### INPUT RECORDS

※

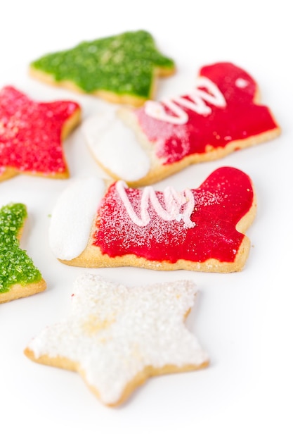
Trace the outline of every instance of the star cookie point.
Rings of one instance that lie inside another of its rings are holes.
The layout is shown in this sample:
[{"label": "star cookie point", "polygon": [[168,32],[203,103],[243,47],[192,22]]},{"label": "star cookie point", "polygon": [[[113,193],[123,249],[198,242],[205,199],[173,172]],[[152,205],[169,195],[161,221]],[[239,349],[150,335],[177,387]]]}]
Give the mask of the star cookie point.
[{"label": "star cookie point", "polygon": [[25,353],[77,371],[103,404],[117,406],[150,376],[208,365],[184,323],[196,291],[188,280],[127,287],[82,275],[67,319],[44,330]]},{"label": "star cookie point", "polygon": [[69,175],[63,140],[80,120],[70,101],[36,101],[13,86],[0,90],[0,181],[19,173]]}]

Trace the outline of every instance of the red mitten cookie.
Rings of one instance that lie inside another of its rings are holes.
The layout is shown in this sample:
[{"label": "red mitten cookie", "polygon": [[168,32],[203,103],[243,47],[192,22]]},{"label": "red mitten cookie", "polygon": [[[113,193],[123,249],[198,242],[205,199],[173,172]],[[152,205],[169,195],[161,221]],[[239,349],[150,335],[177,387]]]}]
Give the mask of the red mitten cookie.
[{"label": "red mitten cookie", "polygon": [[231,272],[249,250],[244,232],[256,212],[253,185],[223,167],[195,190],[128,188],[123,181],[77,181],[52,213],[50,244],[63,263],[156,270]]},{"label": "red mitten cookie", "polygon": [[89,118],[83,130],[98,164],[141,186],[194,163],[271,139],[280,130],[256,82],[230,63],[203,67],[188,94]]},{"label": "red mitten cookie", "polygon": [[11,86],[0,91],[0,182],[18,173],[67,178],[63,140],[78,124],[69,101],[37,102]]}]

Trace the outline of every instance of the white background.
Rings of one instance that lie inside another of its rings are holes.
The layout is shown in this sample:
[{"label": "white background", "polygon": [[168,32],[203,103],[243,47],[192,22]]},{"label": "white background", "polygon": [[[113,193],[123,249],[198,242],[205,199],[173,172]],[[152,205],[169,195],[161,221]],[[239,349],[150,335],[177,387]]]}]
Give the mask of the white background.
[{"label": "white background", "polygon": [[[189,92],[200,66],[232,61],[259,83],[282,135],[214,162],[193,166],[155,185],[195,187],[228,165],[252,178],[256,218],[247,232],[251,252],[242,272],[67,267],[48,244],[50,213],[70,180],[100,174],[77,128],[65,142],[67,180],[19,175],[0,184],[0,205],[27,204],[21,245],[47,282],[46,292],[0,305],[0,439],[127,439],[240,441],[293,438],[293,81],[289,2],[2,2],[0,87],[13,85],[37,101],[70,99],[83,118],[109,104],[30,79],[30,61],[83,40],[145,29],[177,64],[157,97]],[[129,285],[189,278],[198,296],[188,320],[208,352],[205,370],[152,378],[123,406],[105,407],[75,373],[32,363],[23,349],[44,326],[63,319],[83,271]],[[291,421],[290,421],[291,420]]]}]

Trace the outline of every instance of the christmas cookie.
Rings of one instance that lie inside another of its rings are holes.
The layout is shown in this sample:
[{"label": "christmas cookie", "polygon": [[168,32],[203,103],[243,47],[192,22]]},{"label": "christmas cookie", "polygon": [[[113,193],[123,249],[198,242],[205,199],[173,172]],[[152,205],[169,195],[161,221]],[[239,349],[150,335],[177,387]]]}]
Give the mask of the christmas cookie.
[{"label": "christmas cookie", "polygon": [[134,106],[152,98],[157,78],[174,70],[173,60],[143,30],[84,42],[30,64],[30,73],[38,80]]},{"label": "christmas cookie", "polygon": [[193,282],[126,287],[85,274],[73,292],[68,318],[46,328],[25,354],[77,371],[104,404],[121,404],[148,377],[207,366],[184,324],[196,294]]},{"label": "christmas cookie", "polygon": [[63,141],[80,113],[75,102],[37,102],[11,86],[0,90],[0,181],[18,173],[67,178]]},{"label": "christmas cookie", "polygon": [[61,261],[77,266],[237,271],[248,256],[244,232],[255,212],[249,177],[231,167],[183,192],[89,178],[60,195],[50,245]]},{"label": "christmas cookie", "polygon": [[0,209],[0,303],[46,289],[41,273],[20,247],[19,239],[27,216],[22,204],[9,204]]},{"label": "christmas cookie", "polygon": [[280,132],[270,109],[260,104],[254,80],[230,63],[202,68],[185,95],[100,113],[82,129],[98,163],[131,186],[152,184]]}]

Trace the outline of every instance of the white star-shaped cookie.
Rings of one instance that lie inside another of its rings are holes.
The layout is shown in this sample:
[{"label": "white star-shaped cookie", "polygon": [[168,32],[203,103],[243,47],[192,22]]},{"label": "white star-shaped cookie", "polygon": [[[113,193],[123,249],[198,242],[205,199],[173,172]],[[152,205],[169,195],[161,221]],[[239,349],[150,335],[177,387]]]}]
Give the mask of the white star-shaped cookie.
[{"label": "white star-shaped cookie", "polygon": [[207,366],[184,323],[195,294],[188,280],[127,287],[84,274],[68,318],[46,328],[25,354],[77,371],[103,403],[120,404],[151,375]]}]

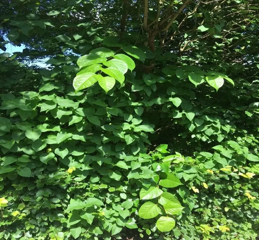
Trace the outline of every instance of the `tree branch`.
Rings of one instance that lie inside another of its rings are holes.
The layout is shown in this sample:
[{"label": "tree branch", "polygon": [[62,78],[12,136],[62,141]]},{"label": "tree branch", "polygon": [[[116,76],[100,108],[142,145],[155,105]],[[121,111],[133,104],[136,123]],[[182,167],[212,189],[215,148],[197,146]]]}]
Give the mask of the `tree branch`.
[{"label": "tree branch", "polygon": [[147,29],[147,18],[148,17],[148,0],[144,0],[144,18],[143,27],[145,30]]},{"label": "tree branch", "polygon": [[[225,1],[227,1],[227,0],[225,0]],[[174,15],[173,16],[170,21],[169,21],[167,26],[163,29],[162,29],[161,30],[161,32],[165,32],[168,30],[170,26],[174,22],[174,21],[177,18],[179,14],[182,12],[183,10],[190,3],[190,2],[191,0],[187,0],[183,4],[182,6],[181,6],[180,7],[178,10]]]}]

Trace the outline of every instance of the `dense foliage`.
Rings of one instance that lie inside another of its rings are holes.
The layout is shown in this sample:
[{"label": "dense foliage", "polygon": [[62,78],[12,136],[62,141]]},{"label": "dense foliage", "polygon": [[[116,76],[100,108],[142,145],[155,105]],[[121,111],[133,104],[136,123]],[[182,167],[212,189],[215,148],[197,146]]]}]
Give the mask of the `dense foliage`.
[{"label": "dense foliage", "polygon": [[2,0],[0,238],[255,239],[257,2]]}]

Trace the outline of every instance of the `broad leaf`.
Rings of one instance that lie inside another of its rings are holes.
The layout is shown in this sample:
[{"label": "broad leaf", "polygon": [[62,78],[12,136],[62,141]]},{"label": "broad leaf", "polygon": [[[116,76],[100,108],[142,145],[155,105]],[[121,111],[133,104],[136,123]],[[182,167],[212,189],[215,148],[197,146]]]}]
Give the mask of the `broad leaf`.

※

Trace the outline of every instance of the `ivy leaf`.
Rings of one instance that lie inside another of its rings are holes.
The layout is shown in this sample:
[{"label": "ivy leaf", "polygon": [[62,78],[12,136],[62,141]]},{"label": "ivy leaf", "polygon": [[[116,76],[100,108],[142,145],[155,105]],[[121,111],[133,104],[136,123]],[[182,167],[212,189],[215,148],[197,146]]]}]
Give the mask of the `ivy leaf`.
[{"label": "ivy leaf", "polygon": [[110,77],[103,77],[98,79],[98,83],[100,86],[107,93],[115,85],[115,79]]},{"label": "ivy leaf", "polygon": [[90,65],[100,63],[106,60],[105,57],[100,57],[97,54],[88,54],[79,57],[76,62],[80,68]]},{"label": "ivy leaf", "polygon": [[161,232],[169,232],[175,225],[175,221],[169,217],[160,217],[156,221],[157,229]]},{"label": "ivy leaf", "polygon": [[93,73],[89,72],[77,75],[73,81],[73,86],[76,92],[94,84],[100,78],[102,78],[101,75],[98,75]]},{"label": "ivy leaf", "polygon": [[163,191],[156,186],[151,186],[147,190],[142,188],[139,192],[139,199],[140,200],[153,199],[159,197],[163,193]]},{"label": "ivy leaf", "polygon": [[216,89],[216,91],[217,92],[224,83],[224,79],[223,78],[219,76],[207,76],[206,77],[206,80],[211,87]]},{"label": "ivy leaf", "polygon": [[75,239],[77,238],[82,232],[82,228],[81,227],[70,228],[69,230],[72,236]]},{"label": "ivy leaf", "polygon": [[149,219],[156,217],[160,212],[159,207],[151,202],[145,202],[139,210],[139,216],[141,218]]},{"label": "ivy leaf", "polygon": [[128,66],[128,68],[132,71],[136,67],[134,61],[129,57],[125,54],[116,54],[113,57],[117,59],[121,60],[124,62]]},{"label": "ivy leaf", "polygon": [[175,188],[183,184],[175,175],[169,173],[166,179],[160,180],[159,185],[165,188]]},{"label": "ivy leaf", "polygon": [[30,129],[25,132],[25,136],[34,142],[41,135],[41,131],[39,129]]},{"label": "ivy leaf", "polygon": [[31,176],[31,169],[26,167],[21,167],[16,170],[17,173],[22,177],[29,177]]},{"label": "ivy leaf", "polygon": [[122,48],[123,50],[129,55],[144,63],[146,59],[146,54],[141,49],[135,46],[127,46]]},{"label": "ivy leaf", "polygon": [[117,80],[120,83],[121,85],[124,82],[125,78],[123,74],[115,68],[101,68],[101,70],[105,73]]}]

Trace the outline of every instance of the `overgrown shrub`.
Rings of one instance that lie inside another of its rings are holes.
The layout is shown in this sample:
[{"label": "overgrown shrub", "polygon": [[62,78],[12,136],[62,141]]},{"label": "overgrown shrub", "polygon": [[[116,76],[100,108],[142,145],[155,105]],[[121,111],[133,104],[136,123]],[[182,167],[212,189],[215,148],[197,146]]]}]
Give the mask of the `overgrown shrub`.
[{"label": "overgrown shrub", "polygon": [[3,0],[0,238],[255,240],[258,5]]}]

※

### EXERCISE DIRECTIONS
Rewrite the lines from the one containing "Trace the outline of every instance of the star" to the one containing "Give the mask of the star cookie point.", replacing "star cookie point" with "star-shaped cookie" throughout and leaving everything else unchanged.

### ANSWER
Trace the outline of every instance of the star-shaped cookie.
Rings of one instance that lie inside another of its rings are holes.
The layout is shown in this sample:
[{"label": "star-shaped cookie", "polygon": [[168,32],[203,103],[243,47],[192,22]]},{"label": "star-shaped cookie", "polygon": [[[113,193],[123,249],[198,242],[205,199],[173,172]],[[152,205],[169,195],[161,221]],[[239,349],[150,335],[177,387]]]}]
Give the mask of the star-shaped cookie.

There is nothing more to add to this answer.